### DESCRIPTION OF THE TASK
Return every entry exactly. Leave nothing out.
PROVIDED DATA Block Start
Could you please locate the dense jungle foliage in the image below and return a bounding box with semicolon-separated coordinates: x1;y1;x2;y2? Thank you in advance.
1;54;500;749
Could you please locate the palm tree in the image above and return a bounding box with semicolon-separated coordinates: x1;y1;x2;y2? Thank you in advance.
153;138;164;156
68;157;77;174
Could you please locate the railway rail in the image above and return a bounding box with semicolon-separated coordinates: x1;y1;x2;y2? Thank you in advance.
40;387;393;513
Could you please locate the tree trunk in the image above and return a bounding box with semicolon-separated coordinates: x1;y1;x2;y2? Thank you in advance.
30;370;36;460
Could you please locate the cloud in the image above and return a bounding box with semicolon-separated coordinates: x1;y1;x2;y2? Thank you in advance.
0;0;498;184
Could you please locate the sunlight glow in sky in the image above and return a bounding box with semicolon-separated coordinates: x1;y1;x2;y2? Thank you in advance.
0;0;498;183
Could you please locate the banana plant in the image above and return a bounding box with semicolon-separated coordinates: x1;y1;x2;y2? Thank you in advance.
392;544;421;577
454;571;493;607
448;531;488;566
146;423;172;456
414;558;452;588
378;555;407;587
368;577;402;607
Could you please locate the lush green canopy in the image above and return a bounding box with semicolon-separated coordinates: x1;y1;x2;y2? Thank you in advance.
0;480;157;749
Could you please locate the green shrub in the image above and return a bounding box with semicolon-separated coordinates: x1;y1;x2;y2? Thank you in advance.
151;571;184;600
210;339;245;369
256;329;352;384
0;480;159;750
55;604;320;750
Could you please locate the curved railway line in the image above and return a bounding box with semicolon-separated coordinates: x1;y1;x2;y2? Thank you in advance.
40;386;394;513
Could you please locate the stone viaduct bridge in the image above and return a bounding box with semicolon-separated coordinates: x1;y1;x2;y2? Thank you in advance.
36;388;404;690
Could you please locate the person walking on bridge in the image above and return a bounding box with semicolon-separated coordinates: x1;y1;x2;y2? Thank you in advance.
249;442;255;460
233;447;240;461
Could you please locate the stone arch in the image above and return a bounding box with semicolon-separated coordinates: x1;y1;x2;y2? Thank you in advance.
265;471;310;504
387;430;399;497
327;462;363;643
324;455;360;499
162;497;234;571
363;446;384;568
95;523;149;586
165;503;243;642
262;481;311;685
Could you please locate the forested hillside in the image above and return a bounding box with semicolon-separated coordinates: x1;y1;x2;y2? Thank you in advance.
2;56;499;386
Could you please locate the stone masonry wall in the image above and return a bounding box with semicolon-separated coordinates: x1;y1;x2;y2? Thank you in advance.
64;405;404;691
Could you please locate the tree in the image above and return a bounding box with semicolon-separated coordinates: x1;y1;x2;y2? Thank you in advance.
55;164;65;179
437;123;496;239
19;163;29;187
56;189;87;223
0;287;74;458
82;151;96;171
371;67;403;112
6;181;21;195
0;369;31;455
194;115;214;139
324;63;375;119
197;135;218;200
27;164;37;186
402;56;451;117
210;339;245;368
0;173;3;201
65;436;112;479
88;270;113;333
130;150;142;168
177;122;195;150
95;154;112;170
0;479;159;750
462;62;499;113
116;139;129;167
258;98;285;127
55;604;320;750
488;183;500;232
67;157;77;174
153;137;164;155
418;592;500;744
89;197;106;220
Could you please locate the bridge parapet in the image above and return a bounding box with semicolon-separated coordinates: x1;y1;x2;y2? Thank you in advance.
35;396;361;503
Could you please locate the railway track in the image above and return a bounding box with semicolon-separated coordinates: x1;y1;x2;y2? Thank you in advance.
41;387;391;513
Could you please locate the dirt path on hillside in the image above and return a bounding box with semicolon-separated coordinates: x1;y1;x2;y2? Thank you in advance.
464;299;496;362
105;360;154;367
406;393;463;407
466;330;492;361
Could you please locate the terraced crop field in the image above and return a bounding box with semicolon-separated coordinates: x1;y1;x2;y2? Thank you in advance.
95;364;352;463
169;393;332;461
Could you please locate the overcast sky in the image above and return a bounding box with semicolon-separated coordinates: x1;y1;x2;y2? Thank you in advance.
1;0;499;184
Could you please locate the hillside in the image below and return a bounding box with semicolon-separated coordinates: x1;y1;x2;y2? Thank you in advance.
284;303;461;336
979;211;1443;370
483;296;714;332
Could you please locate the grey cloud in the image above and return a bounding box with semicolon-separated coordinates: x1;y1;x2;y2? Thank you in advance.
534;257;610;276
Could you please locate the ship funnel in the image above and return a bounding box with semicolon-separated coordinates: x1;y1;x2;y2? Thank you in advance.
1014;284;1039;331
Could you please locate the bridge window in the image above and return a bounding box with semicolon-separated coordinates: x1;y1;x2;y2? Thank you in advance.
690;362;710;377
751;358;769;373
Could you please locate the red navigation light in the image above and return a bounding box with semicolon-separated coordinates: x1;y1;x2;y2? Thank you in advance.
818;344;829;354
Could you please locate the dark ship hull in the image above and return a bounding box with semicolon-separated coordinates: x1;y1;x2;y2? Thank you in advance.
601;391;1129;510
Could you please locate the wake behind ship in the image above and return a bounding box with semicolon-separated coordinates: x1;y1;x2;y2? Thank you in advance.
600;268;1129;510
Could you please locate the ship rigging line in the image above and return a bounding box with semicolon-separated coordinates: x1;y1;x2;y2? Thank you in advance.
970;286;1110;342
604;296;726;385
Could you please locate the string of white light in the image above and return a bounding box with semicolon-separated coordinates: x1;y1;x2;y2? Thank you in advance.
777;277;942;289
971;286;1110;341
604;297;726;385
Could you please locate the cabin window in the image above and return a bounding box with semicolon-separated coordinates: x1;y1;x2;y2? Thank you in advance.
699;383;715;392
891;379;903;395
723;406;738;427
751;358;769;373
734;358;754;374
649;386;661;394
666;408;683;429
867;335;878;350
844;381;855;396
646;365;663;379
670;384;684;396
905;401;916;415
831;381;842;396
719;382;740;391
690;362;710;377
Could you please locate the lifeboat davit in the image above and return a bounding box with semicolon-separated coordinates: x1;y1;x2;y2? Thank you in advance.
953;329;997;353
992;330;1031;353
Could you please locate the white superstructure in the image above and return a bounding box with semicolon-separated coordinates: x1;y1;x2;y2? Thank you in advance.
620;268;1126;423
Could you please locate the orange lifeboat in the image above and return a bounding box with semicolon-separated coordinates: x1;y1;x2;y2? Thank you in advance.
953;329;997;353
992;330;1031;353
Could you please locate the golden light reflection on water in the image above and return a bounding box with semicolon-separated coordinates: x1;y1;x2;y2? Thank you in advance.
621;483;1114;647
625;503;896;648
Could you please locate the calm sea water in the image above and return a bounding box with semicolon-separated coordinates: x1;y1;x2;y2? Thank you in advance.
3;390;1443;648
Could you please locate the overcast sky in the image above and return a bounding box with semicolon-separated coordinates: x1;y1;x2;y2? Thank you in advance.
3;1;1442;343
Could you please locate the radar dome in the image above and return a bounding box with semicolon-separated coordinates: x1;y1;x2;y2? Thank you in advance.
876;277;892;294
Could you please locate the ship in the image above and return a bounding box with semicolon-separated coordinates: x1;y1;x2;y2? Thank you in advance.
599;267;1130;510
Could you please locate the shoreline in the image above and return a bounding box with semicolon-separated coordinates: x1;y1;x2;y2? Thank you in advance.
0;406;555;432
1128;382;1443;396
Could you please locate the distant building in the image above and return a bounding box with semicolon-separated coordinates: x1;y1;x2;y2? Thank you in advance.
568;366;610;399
PROVIDED DATA Block End
### RESULT
Could you please locate the dense jungle foliage in the image below and return a bounding box with semicolon-separated coordinates: x1;y1;x2;y2? Thank you in advance.
1;54;500;749
Could you please locate the palm tree in the image above and return a bounding box with semicolon-separated coordinates: x1;y1;x2;y2? Thank you in advance.
153;138;164;156
68;157;77;174
Could you please locate the railway rail in the image above and return a bounding box with semicolon-separated coordinates: x1;y1;x2;y2? Thank you in advance.
40;387;393;513
Could you please locate the tree trunk in the image above and return a bounding box with semicolon-separated coordinates: x1;y1;x2;y2? Thank you in advance.
30;370;36;460
Could you please locate the cloud in the image above and return a bounding box with semicolon-separated coordinates: x1;y1;x2;y2? Thank you in advance.
0;0;498;184
Could you please locate the sunlight glow in sky in the image above and return a bounding box with semicolon-separated coordinates: x1;y1;x2;y2? Thank you in advance.
0;0;498;183
Could you please locate the banana plant in the image above and return a bounding box with semicolon-separated coordinates: x1;y1;x2;y2? Thank you in advance.
392;544;421;577
454;571;493;607
448;531;488;566
146;423;172;456
414;558;452;588
378;555;407;587
368;577;402;607
Could you please locate the lush green canopy in the image above and return a bounding box with semicolon-separated coordinates: x1;y1;x2;y2? Thank you in advance.
0;480;157;749
Could you please locate the green shrub in the image above and return a bounding box with semicolon-separated coordinates: x1;y1;x2;y2? Thank you in advance.
151;571;184;600
210;339;245;369
256;329;352;384
0;480;159;750
55;604;320;750
Could you please locate the curved railway line in the image above and return a bounding box with semicolon-separated coordinates: x1;y1;x2;y2? Thank you in advance.
40;386;394;513
Could you please locate the stone viaduct bridge in the image above and return a bounding box with semicolon-separated coordinates: x1;y1;x2;y2? Thank you in advance.
36;388;404;690
Could you please locate the person walking on bridge in the image above and return a bounding box with semicolon-separated coordinates: x1;y1;x2;y2? Thank you in advance.
249;442;255;460
233;447;240;461
Could you please locate the stone arch in the image above and return a bounding box with semicolon-separated coordinates: x1;y1;x2;y2? Thank you in advance.
265;471;310;504
387;430;399;497
327;462;363;643
324;455;360;499
162;497;234;571
363;446;384;568
95;523;149;586
165;503;243;642
262;481;311;685
Could you please locate the forested hillside in the image above and return a bounding box with semicolon-separated coordinates: x1;y1;x2;y2? Thank you in advance.
2;56;499;386
Could you please locate the stone masonry wall in the image above and return a bounding box with semicolon-separated coordinates: x1;y1;x2;y2? Thank you in advance.
64;405;404;691
Could you please locate the tree in the image above and return a bounding box with semicolon-separated coordinates: x1;y1;x2;y2? Thank you in advance.
55;164;65;179
437;123;496;239
19;163;29;187
56;189;87;223
0;287;74;458
82;151;96;171
371;67;403;112
6;181;21;195
0;369;31;455
194;115;214;139
324;63;375;119
197;135;218;200
27;164;37;186
402;56;451;117
210;339;245;368
0;173;3;201
65;436;112;479
88;270;113;333
130;150;142;168
177;122;195;150
95;154;112;170
0;479;159;750
462;62;499;113
116;139;129;167
258;98;285;127
55;604;320;750
488;183;500;232
67;157;77;174
153;137;164;155
418;592;500;744
89;197;106;220
Could you please locate the bridge parapet in the image above and return a bounding box with semicolon-separated coordinates: x1;y1;x2;y2? Thank you in advance.
35;396;361;503
Could you please locate the railway track in the image above and return a bounding box with semicolon-separated coordinates: x1;y1;x2;y2? Thank you in advance.
41;387;391;513
Could you please locate the dirt path on hillside in the image above and return a bounding box with semicolon-separated coordinates: x1;y1;x2;y2? Thank you in advance.
464;299;496;362
105;360;154;367
406;393;463;407
466;330;492;361
Could you please locate the terraced crop field in the image above and return a bounding box with semicolon-separated coordinates: x1;y1;x2;y2? Thank you in advance.
95;364;352;463
169;393;332;461
Could you please locate the overcast sky in the image above and return a bounding box with semicolon-separated coordinates: x1;y1;x2;y2? Thank you in advance.
1;0;499;184
Could you please locate the hillside in the image below and return a bounding box with semicolon-separated coordinates: x1;y1;x2;y2? Thank you in advance.
284;303;461;336
979;211;1443;370
483;296;714;332
Could you please locate the grey cloud in the image above and return a bounding box with semicolon-separated coordinates: x1;y1;x2;y2? Thank you in advance.
534;257;610;276
Could you please locate the ship funnel in the image above and return a bounding box with semicolon-separated coordinates: x1;y1;x2;y2? Thank you in advance.
1014;284;1039;331
Could you please locate the bridge window in the image above and return a bounding box with semicolon-separated coordinates: x1;y1;x2;y2? Thank you in advance.
690;362;710;377
751;358;769;373
Could you please locate the red navigation light in the image above and return a bounding box with semicolon-separated coordinates: x1;y1;x2;y2? Thank you in advance.
818;344;829;354
Could you please locate the dark ship hull in the image above and return a bounding box with semicolon-separated coordinates: x1;y1;x2;y2? Thank you in advance.
601;391;1129;510
Could you please locate the wake behind ship in the image above and return a bounding box with semicolon-separated coordinates: x1;y1;x2;y2? Thank you in advance.
600;268;1129;510
Could you please locate the ship rigging line in the image above and return a bounding box with semicolon-separated coordinates: x1;y1;x2;y2? Thank you in advance.
970;286;1110;342
604;296;726;385
Could you please locate the string of white light in the image above and return a bounding box with semicolon-separated coordinates: x1;y1;x2;y2? Thank you in advance.
777;277;942;289
971;286;1110;341
604;297;726;385
Could you please locate the cabin window in the image above and return a bounding box with semicolon-separated coordinates: x1;y1;x2;y2? Thank you in advance.
699;383;715;392
891;379;903;395
723;406;738;427
751;358;769;373
734;358;754;374
649;386;661;394
666;408;683;429
867;335;878;350
844;381;855;396
646;365;663;379
670;384;684;396
905;401;916;415
831;381;842;396
719;382;740;391
690;362;710;377
Could you please locate the lifeboat davit in the image above and return a bounding box with semicolon-separated coordinates: x1;y1;x2;y2? Thank you in advance.
953;329;997;353
992;330;1031;353
Could you please locate the white superstructure in the image above and return a bounding box with semicolon-separated coordinates: x1;y1;x2;y2? Thank you in advance.
620;268;1126;423
Could you please locate the orange lifeboat in the image above and return a bounding box with semicolon-separated coordinates: x1;y1;x2;y2? Thank you in advance.
953;329;997;353
992;330;1031;353
Could you please locate the golden light reflection on water in the image above and return a bounding box with semicolon-separated coordinates: x1;y1;x2;y2? Thank you in advance.
621;483;1114;647
625;503;896;648
Could you please locate the calm sea water in the image above and return a bounding box with semicolon-separated coordinates: x1;y1;x2;y2? Thank you in advance.
3;390;1443;648
Could you please locate the overcast sky in the image above and return a bounding box with semicolon-separated coordinates: x1;y1;x2;y2? Thank you in advance.
3;1;1442;343
Could you please locate the radar dome in the image above and return a bounding box with semicolon-separated coordinates: x1;y1;x2;y2? Thank you in advance.
876;277;892;294
Could you please locate the ship in the image above and return a bounding box with semicolon-separated coordinates: x1;y1;x2;y2? Thank you in advance.
599;267;1130;510
Could you please locate the shoreline in the image above and return a bounding box with semicolon-separated coordinates: x1;y1;x2;y2? Thank you in advance.
0;406;555;432
1128;382;1443;396
Could you please locate the distant building in the image above and return a bounding box with semicolon-separated coordinates: x1;y1;x2;y2? Thank you in advance.
568;366;610;399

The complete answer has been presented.